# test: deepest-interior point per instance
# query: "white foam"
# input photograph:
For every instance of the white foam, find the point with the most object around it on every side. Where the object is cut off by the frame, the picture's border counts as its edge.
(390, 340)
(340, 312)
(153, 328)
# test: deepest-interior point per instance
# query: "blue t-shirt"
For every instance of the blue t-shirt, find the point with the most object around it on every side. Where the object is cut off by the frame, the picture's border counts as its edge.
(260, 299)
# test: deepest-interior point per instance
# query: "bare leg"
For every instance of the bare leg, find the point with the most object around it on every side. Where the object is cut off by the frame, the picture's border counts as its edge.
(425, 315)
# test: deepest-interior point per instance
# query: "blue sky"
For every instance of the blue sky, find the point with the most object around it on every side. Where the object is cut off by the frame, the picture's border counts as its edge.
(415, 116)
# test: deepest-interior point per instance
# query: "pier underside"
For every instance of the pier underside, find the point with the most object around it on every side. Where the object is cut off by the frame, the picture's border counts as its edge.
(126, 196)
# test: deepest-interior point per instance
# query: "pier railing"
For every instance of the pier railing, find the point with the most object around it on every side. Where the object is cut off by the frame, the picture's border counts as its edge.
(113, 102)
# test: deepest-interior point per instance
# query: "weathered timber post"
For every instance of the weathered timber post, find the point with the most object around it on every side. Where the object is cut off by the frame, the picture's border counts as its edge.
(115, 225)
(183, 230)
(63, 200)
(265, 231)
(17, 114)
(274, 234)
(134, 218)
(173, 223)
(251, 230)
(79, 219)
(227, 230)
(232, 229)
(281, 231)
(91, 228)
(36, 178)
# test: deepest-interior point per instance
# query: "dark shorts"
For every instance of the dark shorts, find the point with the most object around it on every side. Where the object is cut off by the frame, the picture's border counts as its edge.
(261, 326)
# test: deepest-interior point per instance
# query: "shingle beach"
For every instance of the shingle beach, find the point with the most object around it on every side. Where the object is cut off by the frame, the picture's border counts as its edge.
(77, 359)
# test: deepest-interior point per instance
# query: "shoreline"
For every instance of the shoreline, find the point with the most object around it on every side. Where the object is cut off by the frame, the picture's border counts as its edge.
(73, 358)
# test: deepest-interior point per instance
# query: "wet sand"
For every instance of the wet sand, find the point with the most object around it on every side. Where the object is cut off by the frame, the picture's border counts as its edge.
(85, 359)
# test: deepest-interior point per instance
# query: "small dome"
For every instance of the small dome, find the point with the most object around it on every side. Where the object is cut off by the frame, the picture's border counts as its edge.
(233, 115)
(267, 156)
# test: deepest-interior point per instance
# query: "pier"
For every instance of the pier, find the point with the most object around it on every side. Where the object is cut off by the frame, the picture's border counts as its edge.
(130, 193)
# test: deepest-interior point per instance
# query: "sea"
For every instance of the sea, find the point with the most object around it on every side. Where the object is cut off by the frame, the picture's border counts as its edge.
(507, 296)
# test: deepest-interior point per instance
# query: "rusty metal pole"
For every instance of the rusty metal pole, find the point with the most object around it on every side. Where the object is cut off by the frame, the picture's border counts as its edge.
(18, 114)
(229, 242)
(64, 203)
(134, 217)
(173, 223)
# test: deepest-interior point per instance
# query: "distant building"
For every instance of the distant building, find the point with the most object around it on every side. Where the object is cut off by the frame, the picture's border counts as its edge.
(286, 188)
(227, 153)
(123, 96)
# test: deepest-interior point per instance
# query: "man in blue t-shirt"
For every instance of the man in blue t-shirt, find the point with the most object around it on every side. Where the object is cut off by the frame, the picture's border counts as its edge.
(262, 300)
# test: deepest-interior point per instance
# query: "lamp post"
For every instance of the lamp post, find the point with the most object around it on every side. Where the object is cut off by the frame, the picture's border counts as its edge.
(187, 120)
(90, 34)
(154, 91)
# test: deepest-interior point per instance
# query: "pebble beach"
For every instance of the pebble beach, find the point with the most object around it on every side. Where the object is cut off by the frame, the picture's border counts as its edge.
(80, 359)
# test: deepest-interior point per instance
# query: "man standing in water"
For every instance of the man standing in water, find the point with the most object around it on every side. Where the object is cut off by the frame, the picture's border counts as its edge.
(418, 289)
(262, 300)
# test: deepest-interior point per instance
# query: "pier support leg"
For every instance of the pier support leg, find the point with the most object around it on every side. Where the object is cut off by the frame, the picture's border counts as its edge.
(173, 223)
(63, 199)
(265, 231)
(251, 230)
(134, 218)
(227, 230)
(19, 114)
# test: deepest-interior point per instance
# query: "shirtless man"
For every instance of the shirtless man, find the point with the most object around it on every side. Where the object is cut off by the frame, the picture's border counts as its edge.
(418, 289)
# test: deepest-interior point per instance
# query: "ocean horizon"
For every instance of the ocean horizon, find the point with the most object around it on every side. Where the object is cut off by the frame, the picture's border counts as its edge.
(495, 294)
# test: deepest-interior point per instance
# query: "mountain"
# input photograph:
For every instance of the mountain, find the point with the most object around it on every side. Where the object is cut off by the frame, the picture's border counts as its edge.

__Problem requirements__:
Which lines of the material above contain the string "shoreline"? Copy each one.

__Answer to this task__:
# query: "shoreline"
For every instance of the shoreline, find the point with the most object around it on every side. Where the object is cut off by the frame, the picture's border counts as its edge.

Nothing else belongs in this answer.